» TEXTE DONNÉ:
--- --- ---
Le monde est ainsi une énigme qui attend d'être déchiffrée. Vivre c'est retrouver l'accord avec soi-même qui passe par la réappropriation des souvenirs tout autant que la réappropriation du sens d'un tableau. Pour donner sens à l'existence l'arsenal freudien peut être remplacé par la conscience du lien entre les étudiants d'hier à ceux d'aujourd’hui, entre sa vie d'adulte urbain et son enfance à la campagne.
--- --- ---
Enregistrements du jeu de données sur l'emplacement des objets
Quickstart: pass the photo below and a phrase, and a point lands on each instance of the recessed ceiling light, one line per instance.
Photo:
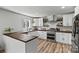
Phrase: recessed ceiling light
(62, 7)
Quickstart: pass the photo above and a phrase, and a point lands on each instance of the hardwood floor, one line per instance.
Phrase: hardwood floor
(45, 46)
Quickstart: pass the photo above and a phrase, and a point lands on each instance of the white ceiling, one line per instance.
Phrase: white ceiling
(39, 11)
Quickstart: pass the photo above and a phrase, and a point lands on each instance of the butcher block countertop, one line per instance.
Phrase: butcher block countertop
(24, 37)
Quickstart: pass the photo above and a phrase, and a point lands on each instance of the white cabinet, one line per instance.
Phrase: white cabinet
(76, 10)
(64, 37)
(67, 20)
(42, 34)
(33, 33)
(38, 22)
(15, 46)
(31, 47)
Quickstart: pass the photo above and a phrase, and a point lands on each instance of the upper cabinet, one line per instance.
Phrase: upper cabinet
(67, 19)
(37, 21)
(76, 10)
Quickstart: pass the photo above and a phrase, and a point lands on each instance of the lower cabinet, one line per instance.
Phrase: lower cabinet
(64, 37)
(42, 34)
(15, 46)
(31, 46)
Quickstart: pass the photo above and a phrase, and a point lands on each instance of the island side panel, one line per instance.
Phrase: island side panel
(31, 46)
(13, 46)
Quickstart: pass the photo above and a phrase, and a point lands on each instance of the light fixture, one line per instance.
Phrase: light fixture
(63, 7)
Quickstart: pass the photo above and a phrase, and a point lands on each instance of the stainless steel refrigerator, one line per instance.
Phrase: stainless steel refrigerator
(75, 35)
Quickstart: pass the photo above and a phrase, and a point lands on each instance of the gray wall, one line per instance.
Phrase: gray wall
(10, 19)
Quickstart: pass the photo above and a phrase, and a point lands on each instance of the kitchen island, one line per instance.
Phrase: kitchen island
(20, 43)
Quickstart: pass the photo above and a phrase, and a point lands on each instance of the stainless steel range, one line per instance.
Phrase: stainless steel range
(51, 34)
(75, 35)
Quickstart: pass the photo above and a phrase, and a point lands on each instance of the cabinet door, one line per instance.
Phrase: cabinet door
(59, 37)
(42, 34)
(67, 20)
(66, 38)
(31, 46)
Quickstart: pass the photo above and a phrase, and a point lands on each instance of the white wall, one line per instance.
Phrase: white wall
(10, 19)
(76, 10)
--- --- ---
» CONSIGNE A: Les affirmations (i), (ii) et (iii) concordent-elles avec le texte donné sur le sens de l'existence ? (i) Le monde y est présenté comme une énigme à déchiffrer. (ii) L'arsenal freudien y est jugé indispensable pour donner sens à l'existence. (iii) L'enfance évoquée s'est passée en ville. Répondez à chacune par oui ou non, en citant les mots décisifs du texte.
» CONSIGNE B: Rédigez la suite du texte sur le sens de l'existence, à partir de sa dernière phrase.

» RÉPONSE ATTENDUE A:
(i) Oui : « Le monde est ainsi une énigme qui attend d'être déchiffrée. »
(ii) Non : « l'arsenal freudien peut être remplacé par la conscience du lien »
(iii) Non : « son enfance à la campagne »

» RÉPONSE ATTENDUE B:
Des liens avec le passé sans trop de mystère

Les énigmes à déchiffrer au sein des personnages sont cependant assez banales. Ion, on le comprend, est traumatisé par le comportement de sa mère mais la recherche d'une mère de substitution en Françoise reste peu creusée ou convaincante : est-ce pour cela qu'il délaisse la géographie pour l'histoire de l'art; en quoi le voyage avec Françoise sur les lieux de son enfance à elle est-il libérateur pour lui ? Cette quête donne toutefois lieu à deux beaux motifs visuels Ion chassé de chez lui par sa mère envahissante trouve des refuges dans les recoins de la bibliothèque universitaire et un apaisement en contemplant Le nouveau né au musée des Beaux-arts de Rennes.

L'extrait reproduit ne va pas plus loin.